> **Task objective**: The response should be a faithful copy of every record, with nothing left out.

> **Dataset entries**:
.....
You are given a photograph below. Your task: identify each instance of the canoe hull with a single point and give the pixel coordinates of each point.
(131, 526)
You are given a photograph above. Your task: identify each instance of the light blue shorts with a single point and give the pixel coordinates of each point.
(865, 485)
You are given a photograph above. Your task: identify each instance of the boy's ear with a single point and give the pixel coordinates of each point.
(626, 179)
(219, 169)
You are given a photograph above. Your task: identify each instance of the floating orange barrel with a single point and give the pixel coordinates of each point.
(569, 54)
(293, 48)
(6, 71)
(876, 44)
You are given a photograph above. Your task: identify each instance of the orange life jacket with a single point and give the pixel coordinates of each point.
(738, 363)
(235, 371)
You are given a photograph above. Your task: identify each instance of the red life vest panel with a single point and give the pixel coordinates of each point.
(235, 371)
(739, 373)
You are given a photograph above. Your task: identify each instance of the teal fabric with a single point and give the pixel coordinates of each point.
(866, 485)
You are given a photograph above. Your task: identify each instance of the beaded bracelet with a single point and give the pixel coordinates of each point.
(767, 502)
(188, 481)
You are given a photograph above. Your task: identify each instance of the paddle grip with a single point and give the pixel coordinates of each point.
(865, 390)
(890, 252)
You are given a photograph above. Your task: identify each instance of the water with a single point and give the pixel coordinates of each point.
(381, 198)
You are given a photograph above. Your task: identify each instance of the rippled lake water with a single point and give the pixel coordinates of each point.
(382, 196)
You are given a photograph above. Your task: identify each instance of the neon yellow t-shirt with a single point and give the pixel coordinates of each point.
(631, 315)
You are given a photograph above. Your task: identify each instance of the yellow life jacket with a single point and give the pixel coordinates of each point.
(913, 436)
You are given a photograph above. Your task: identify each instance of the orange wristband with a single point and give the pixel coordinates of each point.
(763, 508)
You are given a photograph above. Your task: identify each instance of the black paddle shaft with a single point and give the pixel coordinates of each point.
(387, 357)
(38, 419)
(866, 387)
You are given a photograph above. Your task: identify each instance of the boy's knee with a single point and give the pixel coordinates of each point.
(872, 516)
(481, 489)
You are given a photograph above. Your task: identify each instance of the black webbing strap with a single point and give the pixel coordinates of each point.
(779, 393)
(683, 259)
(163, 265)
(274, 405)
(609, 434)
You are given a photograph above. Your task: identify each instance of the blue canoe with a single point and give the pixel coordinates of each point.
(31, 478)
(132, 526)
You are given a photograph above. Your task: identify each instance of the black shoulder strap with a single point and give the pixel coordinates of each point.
.....
> **Exercise solution**:
You are given a photograph below. Your task: identify each instance of the canoe hull with a single point and give the pixel coordinates of each point.
(131, 526)
You are given a photograph above. Your task: identify each instance of the light blue shorts with a single point and give the pixel coordinates of each point.
(865, 485)
You are given a photograph above. Your task: identify each instance of the boy's ear with a single point and give the pixel coordinates of each point.
(626, 179)
(219, 169)
You are given a photograph above. Your task: identify each instance of the floating orange barrel with a single point and give the pixel coordinates of each point.
(569, 54)
(293, 48)
(6, 71)
(876, 44)
You are given a photograph above. Your task: identify each instance of the orange life jacket with a single point and give the pixel coordinates of each point.
(738, 363)
(235, 371)
You are given a photograph above. Your task: identify each instance of the red life vest panel with a single point and give the pixel coordinates of each point.
(235, 371)
(739, 373)
You are given a photograph above. Your task: identify each instance of the teal fabric with a single point and give the pixel coordinates of each point.
(866, 485)
You are given a photograph above. Your task: identify each instance of the beaded bracelet with a single point and give the pixel coordinates of each point.
(767, 502)
(188, 481)
You are given a photograph above. Your task: identify each instance of the paddle grip with a single point and give the pixel coordinates of each point.
(865, 390)
(890, 252)
You are given a photograph above. Your task: identify each instance of the water with a single point and give the pixel coordinates of each point.
(381, 198)
You are given a photograph above. Your task: identify each instance of the rippled lake water with a single point and give the pixel coordinates of each point.
(382, 196)
You are given a photograph above. Your task: identify each instance of the neon yellow t-shirt with a single point and give the pixel coordinates of each point.
(631, 315)
You are given a photograph above. Your task: identify each instance of the yellow life jacket with a single point and give the pixel coordinates of each point.
(913, 436)
You are given a photograph above. Your task: identify each instance of the orange wristband with a single point and give the pixel coordinates of each point.
(763, 508)
You are given a photograph above. Your task: identify each instance of the black paddle shaft with a single point and give the pixel coordinates of each point.
(387, 357)
(38, 419)
(866, 387)
You are given a photograph above. Your task: identify each instance of the boy's knee with a single point and give the pixel coordinates of each point.
(872, 516)
(481, 489)
You are given a photograph above. Your task: identify each instance of the black webbing strap with a single point and give the pixel coordinates of each point.
(779, 393)
(683, 259)
(163, 265)
(274, 405)
(609, 434)
You are given a photograph above. Your task: identify each instance of the blue canoe with a single point and give the pixel coordinates of each point.
(31, 478)
(132, 526)
You are given a photograph above. Your task: identify each instance of the black shoulder strap with a single point and give the pixel coordinates of each point.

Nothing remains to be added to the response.